What threshold should I use when filtering those irrelevant passages out against the sigmoid scores
I'm implementing a RAG application and the first step is to find the related documents based on user's query. I'm using "bge-reranker-v2-m3" to compute relevance scores against the query and the title for documents and use "sigmoid" to map the float. Now I need to set the threshold filter those related ones.
For the query and passages mentioned in the model card, let say
query = "what is panda?"
passages = [
"hi",
"The giant panda, sometimes called a panda bear or simply panda, is a bear species endemic to China."
]
I got scores [0.0003, 0.9953] which looks great. So I set the threshold to 0.5, which is used widely I think.
But when I tested against my query and passages, I got very low scores even they should be strongly related. For example
query = "请问政府工作报告中,粮食产量如何?"
passages = [
"政府工作报告 本文档包含了咱们国家历年的政府工作报告,包括粮食、教育、科技等信息。",
"测试报告 本文档包含了回归测试的详细结果和分析",
"格式文档 本文档包含了所有审批的格式文档,包含采购报告、周报、台账等"
]
I got scores [0.2093, 0.0001, 0.0005]. This means if I set threshold to 0.5 all passages will be filtered out but actually the first one looks strongly related with my query.
May I ask some questions and if anyone can help me:
- In the second case, why the score was very low. Is there any tricks or something to optimize the accuracy result?
- From my result set the threshold to 0.5 might not be a good idea but which number should I choose? 0.2, or even lower?
Thanks,
Shaun
@Shitao 想詢問相同的問題
Similar question, I can get 0.5 with bce-reranker-base_v1
but only 0.2 with bge-reranker-v2-m3
, huge difference!

**Object location annotation data**

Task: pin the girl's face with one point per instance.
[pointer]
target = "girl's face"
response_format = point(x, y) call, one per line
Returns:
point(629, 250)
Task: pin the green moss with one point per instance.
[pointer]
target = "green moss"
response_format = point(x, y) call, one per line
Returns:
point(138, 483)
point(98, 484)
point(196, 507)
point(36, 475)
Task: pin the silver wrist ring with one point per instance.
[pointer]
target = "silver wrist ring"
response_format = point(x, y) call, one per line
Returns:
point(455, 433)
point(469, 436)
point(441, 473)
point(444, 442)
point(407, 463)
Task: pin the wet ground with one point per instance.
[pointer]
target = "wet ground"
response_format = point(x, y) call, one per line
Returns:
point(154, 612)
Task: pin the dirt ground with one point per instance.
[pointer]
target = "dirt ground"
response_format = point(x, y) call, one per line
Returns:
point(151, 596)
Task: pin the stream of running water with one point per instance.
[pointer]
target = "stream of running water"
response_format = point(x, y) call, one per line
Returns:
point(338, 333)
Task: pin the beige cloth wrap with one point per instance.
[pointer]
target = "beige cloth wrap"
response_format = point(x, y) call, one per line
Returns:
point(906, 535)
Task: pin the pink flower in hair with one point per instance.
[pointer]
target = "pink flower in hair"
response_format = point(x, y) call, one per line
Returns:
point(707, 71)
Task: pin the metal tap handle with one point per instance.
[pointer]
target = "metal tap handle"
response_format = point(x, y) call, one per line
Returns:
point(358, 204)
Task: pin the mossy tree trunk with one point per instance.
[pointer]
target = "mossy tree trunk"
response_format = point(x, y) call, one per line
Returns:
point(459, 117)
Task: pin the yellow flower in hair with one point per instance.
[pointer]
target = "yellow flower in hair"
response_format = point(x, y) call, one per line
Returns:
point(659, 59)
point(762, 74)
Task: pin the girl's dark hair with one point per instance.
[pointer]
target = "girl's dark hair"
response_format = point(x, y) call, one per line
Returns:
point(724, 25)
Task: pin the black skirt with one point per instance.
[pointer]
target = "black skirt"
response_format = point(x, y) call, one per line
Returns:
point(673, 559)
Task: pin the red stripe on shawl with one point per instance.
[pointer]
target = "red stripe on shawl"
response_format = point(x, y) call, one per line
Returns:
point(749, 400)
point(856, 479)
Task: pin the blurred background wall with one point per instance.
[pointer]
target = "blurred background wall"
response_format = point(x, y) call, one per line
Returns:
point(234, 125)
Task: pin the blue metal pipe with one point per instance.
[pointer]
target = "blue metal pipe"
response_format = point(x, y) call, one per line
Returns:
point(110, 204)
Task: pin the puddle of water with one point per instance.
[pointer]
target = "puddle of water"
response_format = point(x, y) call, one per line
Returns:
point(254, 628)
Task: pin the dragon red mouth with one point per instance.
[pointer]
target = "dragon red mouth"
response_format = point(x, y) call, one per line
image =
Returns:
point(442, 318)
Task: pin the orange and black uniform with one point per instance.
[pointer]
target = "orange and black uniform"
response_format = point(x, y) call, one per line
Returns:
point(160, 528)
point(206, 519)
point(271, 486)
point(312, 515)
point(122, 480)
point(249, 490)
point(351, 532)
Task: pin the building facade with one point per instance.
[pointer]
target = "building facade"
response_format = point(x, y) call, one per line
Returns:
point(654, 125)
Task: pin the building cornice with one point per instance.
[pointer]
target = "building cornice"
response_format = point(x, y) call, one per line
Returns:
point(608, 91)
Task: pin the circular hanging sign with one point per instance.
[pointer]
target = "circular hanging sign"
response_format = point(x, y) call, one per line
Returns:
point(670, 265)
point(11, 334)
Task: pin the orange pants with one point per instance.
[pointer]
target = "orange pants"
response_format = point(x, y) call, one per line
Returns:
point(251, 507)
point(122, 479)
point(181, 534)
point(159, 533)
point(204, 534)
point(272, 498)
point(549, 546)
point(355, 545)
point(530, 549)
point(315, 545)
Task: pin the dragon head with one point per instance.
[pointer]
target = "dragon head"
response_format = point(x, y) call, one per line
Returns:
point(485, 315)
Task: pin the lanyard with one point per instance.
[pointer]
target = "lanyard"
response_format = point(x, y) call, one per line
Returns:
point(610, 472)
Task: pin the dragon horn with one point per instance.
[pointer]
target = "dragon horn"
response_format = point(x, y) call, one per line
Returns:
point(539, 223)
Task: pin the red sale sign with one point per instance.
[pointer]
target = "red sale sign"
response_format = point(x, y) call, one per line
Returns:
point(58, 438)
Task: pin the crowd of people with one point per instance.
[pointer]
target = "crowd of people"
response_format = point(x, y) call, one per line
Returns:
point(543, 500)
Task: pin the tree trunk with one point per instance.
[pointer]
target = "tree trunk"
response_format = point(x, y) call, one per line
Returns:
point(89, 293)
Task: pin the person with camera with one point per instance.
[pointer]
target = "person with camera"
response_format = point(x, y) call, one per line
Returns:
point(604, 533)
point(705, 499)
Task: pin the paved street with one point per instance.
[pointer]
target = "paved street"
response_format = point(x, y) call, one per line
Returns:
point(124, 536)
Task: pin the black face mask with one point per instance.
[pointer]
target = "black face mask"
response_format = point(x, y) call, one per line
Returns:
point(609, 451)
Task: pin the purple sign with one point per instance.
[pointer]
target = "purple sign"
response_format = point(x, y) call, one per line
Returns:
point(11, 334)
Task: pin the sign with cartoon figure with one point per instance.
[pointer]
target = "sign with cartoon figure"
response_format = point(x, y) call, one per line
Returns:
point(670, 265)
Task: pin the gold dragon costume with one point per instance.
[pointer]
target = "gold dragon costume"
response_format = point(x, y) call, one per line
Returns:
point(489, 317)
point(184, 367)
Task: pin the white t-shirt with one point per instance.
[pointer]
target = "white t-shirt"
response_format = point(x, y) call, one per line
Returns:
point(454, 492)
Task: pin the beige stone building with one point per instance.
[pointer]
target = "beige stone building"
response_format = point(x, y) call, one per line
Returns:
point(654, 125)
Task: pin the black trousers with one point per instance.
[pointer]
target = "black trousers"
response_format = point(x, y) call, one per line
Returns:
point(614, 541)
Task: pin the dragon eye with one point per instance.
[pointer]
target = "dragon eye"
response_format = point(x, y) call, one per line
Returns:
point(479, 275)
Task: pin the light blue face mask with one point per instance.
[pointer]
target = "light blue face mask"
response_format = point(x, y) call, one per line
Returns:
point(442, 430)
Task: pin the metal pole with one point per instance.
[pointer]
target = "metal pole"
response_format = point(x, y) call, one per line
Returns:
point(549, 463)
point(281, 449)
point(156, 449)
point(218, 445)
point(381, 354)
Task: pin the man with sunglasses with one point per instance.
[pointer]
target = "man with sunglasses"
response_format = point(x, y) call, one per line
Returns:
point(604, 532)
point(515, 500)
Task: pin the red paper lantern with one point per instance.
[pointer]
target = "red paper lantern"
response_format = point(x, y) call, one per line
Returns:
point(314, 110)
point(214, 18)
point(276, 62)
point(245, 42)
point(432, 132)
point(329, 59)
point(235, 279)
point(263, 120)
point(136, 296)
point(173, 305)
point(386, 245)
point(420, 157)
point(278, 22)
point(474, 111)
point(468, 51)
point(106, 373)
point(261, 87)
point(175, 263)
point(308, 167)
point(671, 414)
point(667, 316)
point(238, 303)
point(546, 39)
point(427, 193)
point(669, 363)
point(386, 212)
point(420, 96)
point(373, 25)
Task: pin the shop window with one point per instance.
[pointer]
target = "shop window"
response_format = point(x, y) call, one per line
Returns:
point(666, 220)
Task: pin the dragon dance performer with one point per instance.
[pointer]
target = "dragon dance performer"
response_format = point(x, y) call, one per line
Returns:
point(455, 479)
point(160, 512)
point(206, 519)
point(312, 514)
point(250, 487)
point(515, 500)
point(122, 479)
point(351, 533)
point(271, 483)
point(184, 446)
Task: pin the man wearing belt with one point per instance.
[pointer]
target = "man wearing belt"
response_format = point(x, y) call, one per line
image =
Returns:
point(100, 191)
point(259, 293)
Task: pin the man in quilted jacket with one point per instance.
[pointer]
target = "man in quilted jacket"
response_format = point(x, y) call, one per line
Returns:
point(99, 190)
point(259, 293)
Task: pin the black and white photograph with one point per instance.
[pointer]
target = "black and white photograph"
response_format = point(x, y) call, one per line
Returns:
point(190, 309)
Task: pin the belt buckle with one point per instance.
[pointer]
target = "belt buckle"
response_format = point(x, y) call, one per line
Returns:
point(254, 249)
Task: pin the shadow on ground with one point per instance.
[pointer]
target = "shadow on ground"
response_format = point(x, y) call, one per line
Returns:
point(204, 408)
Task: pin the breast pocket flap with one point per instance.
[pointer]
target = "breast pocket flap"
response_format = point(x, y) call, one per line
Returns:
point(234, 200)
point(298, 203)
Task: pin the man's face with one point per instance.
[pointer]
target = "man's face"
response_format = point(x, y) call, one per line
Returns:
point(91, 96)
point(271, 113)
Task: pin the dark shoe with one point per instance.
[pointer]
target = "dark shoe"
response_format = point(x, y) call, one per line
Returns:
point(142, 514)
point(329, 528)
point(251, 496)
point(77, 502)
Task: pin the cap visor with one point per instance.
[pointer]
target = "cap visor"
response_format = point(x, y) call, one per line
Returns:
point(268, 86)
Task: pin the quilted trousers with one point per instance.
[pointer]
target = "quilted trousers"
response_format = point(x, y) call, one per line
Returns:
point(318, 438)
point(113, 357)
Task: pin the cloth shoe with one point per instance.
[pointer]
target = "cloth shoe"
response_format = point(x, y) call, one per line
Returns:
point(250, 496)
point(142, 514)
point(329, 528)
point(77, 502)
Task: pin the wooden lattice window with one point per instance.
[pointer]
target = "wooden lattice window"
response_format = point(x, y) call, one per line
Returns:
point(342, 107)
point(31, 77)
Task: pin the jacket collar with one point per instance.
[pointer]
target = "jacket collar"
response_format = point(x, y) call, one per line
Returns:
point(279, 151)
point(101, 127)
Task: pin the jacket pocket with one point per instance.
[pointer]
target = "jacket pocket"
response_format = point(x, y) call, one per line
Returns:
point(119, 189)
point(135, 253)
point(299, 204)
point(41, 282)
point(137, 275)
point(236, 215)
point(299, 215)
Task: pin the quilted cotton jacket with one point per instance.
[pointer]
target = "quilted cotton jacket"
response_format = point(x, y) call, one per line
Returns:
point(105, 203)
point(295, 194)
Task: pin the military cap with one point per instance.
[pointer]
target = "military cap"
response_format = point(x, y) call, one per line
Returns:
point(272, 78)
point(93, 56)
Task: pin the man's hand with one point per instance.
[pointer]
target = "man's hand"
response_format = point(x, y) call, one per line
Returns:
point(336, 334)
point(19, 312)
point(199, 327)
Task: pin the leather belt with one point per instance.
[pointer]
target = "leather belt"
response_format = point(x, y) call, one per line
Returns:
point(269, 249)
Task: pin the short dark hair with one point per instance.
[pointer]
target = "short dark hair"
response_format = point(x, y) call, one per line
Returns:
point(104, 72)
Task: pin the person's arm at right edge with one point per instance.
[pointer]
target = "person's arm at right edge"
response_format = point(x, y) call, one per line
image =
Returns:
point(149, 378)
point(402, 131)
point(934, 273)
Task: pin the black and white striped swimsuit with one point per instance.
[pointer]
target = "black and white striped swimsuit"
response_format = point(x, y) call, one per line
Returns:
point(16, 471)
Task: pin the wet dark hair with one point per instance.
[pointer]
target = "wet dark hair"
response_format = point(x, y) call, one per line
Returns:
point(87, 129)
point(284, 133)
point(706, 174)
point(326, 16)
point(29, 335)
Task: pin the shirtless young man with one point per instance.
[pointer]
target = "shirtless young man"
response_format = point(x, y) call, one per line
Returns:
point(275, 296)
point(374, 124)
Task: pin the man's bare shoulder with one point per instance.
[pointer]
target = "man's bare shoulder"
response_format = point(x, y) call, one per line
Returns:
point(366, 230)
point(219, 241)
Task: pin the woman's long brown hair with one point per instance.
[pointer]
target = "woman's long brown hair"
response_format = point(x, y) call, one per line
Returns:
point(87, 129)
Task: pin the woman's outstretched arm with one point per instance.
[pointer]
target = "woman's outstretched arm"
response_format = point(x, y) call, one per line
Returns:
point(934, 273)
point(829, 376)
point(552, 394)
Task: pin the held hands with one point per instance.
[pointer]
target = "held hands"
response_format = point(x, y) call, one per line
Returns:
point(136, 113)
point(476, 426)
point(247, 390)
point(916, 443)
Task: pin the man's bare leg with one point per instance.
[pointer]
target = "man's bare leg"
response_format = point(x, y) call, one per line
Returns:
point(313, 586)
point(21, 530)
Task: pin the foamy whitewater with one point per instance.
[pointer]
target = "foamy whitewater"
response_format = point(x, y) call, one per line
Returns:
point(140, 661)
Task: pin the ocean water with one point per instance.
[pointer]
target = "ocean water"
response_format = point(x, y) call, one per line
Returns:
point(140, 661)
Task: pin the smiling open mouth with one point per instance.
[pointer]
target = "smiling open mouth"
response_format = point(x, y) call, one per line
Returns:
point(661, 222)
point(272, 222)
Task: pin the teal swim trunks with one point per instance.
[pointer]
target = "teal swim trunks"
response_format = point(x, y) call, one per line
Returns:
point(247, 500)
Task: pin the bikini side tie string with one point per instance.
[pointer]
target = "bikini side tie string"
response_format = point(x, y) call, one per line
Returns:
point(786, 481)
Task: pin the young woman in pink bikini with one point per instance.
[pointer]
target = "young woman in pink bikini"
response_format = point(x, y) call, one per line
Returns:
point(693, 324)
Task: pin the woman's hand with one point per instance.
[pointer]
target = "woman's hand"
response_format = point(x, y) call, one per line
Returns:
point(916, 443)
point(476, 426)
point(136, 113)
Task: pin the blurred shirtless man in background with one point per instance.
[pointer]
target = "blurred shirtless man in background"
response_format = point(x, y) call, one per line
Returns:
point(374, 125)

**WRITTEN REQUEST**
Translate this sentence from the reranker thread into Spanish: "So I set the threshold to 0.5, which is used widely I think."

**RESPONSE TO THIS EXERCISE**
Así que fijé el umbral en 0.5, que creo que se usa ampliamente.